* REQUIRED WORK *
[1] Answer these questions using the article on carmakers and emissions.
(a) By what percentage does Toyota plan to reduce tailpipe emissions from new vehicles by 2035?
(b) According to Greenpeace, by what year should global carmakers end the sale of ICE vehicles in Europe?
(c) How many EVs does Toyota aim to sell annually by 2026?
[2] From the article on carmakers and emissions, pull out the passage starting with "Toyota said in" and going on through "production of BEVs.", word for word.

--- Start SOURCE TEXT ---

Suzuki declined to comment on the report, but said it “will keep offering more choices for customers, and work toward reaching carbon neutrality region-by-region.”
Toyota said in a statement Thursday that it plans to reduce tailpipe emissions from new vehicles by 33% by 2030, and 50% by 2035. In May, it created a new corporate division dedicated to the design and production of BEVs.
“As a global company, Toyota is taking the steps necessary to achieve carbon neutrality by 2050, by reducing global emissions where its realistic, as quickly as possible,” the spokesperson said.
Passenger vehicles account for the largest source of emissions from the transportation sector, making up almost a fifth of global emissions, according to the International Energy Association. Global carmakers should end the sale of ICE vehicles in Europe by 2028, and in the US, China, South Korea and Japan by 2030, Greenpeace said, arguing that those phase-out dates are what’s necessary to slow global warming.
Toyota, the world’s biggest carmaker by volume, has accelerated efforts to sell more EVs, setting a target of selling 1.5 million annually by 2026, and 3.5 million by 2030. The company invited media to workshops in June and September in which they revealed the progress they’ve made in developing solid state batteries, large casting machines and other tools that will be used to scale EV production in the coming years.

--- End SOURCE TEXT ---
--- Start RECORD LIST ---

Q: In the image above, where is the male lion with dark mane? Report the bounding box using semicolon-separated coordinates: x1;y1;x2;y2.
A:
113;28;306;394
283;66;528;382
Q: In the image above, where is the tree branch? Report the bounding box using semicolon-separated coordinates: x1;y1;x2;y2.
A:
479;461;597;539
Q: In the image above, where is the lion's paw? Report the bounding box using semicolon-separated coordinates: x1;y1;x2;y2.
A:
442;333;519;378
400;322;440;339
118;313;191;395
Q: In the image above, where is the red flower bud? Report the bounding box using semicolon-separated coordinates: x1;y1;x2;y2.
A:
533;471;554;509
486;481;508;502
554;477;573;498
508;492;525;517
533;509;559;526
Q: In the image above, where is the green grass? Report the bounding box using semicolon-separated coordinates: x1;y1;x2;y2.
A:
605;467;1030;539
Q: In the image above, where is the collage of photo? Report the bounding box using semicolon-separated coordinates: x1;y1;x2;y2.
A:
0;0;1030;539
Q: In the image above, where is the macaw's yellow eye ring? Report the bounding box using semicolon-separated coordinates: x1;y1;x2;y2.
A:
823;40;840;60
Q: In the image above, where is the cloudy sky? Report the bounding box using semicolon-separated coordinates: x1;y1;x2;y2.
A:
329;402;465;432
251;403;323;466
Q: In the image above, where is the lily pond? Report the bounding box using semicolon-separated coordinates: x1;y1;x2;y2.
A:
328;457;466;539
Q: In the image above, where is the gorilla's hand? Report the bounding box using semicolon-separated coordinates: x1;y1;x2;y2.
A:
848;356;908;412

--- End RECORD LIST ---

* FULL SOLUTIONS *
[1]
(a) 50%
(b) 2028
(c) 1.5 million

[2]
Toyota said in a statement Thursday that it plans to reduce tailpipe emissions from new vehicles by 33% by 2030, and 50% by 2035. In May, it created a new corporate division dedicated to the design and production of BEVs.